**WORK INSTRUCTIONS**
Print the data lines from the one containing "detect green pencil." through the one containing "left=799, top=445, right=832, bottom=513", copying each line word for word.

Detection annotation records:
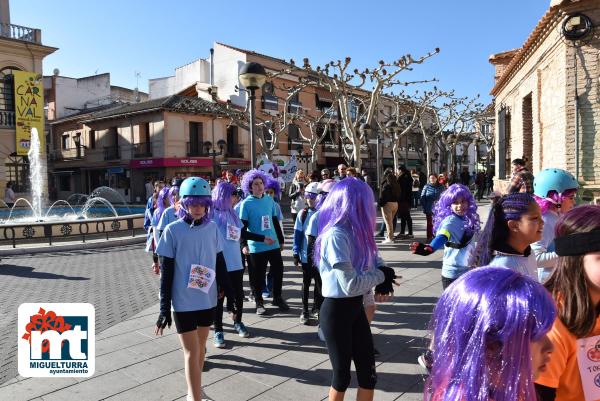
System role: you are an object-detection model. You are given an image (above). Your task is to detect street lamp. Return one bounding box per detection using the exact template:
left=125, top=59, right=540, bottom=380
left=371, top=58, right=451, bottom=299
left=239, top=62, right=267, bottom=168
left=203, top=139, right=227, bottom=179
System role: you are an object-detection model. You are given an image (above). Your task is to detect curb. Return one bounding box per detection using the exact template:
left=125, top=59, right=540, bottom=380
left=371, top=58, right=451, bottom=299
left=0, top=235, right=146, bottom=257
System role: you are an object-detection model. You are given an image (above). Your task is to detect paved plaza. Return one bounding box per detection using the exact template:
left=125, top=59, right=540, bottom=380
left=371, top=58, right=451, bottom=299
left=0, top=212, right=450, bottom=401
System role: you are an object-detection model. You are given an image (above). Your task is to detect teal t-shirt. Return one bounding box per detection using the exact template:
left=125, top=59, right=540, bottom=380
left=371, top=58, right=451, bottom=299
left=240, top=195, right=279, bottom=253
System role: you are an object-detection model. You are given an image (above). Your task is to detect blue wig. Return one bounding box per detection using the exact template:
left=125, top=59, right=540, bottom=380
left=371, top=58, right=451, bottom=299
left=313, top=177, right=377, bottom=273
left=433, top=184, right=481, bottom=235
left=177, top=195, right=212, bottom=224
left=427, top=267, right=556, bottom=401
left=212, top=180, right=241, bottom=227
left=242, top=169, right=269, bottom=195
left=265, top=177, right=281, bottom=200
left=468, top=193, right=536, bottom=267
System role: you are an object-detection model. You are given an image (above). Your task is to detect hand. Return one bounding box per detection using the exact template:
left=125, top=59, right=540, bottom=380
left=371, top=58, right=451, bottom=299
left=152, top=262, right=160, bottom=274
left=154, top=311, right=173, bottom=336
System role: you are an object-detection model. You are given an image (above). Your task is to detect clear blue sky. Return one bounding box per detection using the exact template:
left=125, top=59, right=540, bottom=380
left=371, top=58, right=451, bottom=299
left=11, top=0, right=550, bottom=102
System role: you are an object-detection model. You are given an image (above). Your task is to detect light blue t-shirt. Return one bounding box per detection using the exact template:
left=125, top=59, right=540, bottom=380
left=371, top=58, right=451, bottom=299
left=488, top=252, right=538, bottom=280
left=156, top=220, right=223, bottom=312
left=436, top=213, right=472, bottom=279
left=293, top=208, right=315, bottom=263
left=213, top=210, right=244, bottom=272
left=319, top=227, right=385, bottom=298
left=240, top=195, right=279, bottom=253
left=531, top=210, right=559, bottom=283
left=157, top=206, right=179, bottom=231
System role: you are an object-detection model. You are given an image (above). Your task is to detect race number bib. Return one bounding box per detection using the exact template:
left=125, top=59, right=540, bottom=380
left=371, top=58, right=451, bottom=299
left=261, top=216, right=271, bottom=231
left=188, top=265, right=215, bottom=294
left=577, top=336, right=600, bottom=401
left=225, top=224, right=242, bottom=241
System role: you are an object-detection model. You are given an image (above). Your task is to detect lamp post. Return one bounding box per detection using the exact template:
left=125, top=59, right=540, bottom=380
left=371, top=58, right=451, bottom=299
left=239, top=62, right=267, bottom=168
left=203, top=139, right=227, bottom=179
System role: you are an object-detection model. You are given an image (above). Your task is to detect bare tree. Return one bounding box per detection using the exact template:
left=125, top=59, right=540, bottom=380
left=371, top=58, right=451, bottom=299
left=288, top=49, right=439, bottom=170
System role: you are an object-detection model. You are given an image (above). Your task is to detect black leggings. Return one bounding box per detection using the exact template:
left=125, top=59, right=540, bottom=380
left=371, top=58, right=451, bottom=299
left=214, top=269, right=244, bottom=331
left=302, top=263, right=323, bottom=313
left=320, top=295, right=377, bottom=392
left=248, top=248, right=283, bottom=302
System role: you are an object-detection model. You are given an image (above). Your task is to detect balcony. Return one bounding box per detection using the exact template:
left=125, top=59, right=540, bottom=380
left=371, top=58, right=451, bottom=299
left=0, top=24, right=42, bottom=45
left=225, top=143, right=244, bottom=159
left=131, top=142, right=152, bottom=159
left=186, top=141, right=206, bottom=157
left=0, top=110, right=15, bottom=128
left=104, top=146, right=121, bottom=160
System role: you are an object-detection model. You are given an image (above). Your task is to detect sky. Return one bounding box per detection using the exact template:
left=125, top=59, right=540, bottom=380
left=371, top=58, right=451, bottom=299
left=10, top=0, right=550, bottom=103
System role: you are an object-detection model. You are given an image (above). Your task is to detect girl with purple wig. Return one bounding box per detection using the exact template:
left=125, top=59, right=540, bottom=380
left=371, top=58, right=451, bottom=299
left=146, top=186, right=171, bottom=274
left=212, top=180, right=250, bottom=348
left=531, top=168, right=579, bottom=283
left=240, top=169, right=289, bottom=315
left=313, top=177, right=396, bottom=401
left=410, top=184, right=480, bottom=289
left=536, top=205, right=600, bottom=401
left=469, top=192, right=544, bottom=280
left=155, top=177, right=231, bottom=400
left=424, top=267, right=556, bottom=401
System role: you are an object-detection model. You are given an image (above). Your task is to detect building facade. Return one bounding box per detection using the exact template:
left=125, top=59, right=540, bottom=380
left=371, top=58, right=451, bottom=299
left=490, top=0, right=600, bottom=201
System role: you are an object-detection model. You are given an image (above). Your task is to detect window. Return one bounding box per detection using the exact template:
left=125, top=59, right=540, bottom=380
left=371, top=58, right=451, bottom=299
left=261, top=82, right=278, bottom=111
left=88, top=129, right=96, bottom=149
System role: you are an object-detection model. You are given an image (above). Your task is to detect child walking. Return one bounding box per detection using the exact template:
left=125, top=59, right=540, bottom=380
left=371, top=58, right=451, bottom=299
left=313, top=177, right=396, bottom=401
left=292, top=182, right=323, bottom=325
left=155, top=177, right=227, bottom=401
left=409, top=184, right=480, bottom=289
left=536, top=205, right=600, bottom=401
left=531, top=168, right=579, bottom=283
left=212, top=180, right=250, bottom=348
left=425, top=267, right=558, bottom=401
left=469, top=192, right=544, bottom=280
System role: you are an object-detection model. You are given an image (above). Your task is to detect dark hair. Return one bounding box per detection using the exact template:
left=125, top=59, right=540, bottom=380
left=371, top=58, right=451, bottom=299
left=544, top=205, right=600, bottom=338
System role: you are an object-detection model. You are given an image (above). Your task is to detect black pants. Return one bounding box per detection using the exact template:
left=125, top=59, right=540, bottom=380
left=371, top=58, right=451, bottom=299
left=320, top=296, right=377, bottom=392
left=215, top=269, right=244, bottom=331
left=248, top=248, right=283, bottom=302
left=302, top=263, right=323, bottom=313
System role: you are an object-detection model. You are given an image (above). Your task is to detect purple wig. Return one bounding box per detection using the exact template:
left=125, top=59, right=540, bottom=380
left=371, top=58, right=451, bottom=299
left=313, top=177, right=377, bottom=273
left=468, top=192, right=535, bottom=266
left=154, top=186, right=173, bottom=220
left=242, top=169, right=269, bottom=195
left=212, top=180, right=240, bottom=227
left=169, top=185, right=179, bottom=206
left=265, top=177, right=281, bottom=200
left=426, top=267, right=556, bottom=401
left=433, top=184, right=481, bottom=235
left=533, top=189, right=577, bottom=214
left=177, top=195, right=212, bottom=224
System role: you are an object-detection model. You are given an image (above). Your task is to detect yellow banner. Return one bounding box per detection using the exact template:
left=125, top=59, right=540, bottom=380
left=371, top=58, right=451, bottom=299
left=13, top=71, right=46, bottom=156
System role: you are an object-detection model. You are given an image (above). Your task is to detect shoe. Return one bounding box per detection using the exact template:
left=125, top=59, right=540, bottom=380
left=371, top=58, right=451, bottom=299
left=300, top=312, right=310, bottom=326
left=256, top=302, right=267, bottom=316
left=317, top=326, right=325, bottom=342
left=273, top=298, right=290, bottom=312
left=233, top=322, right=250, bottom=338
left=213, top=331, right=225, bottom=348
left=417, top=350, right=433, bottom=374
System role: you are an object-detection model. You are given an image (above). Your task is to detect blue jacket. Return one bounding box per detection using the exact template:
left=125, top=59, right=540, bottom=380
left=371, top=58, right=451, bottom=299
left=421, top=183, right=444, bottom=214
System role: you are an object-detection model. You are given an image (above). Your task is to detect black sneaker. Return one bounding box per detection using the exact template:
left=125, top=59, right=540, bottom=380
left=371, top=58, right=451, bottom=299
left=300, top=312, right=310, bottom=326
left=273, top=298, right=290, bottom=312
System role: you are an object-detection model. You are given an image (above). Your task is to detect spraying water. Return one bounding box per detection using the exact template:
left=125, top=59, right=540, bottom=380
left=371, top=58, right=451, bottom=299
left=27, top=127, right=42, bottom=220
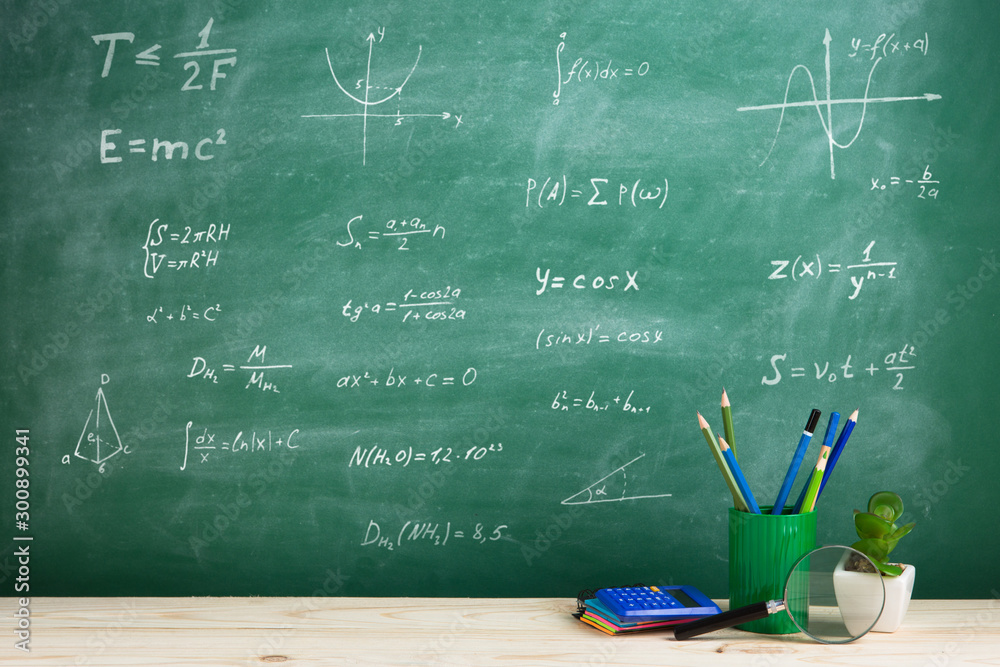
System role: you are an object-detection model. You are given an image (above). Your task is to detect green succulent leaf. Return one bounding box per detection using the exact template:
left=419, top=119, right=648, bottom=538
left=873, top=561, right=903, bottom=577
left=868, top=491, right=903, bottom=523
left=854, top=512, right=893, bottom=539
left=886, top=521, right=917, bottom=542
left=851, top=537, right=889, bottom=562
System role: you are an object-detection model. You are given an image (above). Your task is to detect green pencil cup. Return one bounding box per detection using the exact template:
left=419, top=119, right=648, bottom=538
left=729, top=506, right=816, bottom=635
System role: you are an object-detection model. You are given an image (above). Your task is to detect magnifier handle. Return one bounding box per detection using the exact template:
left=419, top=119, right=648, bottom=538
left=674, top=600, right=785, bottom=640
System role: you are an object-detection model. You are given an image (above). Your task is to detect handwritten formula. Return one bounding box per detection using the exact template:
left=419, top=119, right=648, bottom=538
left=524, top=174, right=670, bottom=210
left=347, top=442, right=503, bottom=468
left=142, top=218, right=230, bottom=278
left=91, top=18, right=236, bottom=91
left=181, top=421, right=299, bottom=470
left=552, top=32, right=649, bottom=106
left=767, top=241, right=898, bottom=301
left=361, top=519, right=510, bottom=551
left=760, top=344, right=917, bottom=391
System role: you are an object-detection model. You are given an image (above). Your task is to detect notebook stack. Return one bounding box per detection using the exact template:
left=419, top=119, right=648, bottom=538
left=575, top=586, right=720, bottom=635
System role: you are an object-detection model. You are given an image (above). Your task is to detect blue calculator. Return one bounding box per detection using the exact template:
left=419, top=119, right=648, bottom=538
left=597, top=586, right=722, bottom=621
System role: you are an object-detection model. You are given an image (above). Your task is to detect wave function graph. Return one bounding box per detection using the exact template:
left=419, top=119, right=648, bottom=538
left=302, top=29, right=462, bottom=166
left=736, top=29, right=941, bottom=179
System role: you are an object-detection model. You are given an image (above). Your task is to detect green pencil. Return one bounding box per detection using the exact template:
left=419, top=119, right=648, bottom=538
left=698, top=412, right=748, bottom=512
left=799, top=445, right=832, bottom=513
left=722, top=387, right=739, bottom=459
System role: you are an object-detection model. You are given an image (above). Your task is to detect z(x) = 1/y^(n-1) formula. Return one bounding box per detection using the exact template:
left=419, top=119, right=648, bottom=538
left=302, top=29, right=462, bottom=166
left=737, top=30, right=941, bottom=179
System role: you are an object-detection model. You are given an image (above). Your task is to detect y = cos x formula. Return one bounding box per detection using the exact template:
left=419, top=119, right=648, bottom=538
left=524, top=174, right=670, bottom=209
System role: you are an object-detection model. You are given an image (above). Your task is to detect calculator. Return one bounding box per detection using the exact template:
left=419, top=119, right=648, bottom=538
left=597, top=586, right=722, bottom=621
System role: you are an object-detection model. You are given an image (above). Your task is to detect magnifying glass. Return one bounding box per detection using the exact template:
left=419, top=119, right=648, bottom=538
left=674, top=545, right=885, bottom=644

**REPLY**
System role: you are an object-detection model. You are given an image (above). Your task is to detect green pencil. Return one bounding box per detection using the exact template:
left=419, top=119, right=648, bottom=538
left=698, top=412, right=748, bottom=512
left=799, top=445, right=832, bottom=513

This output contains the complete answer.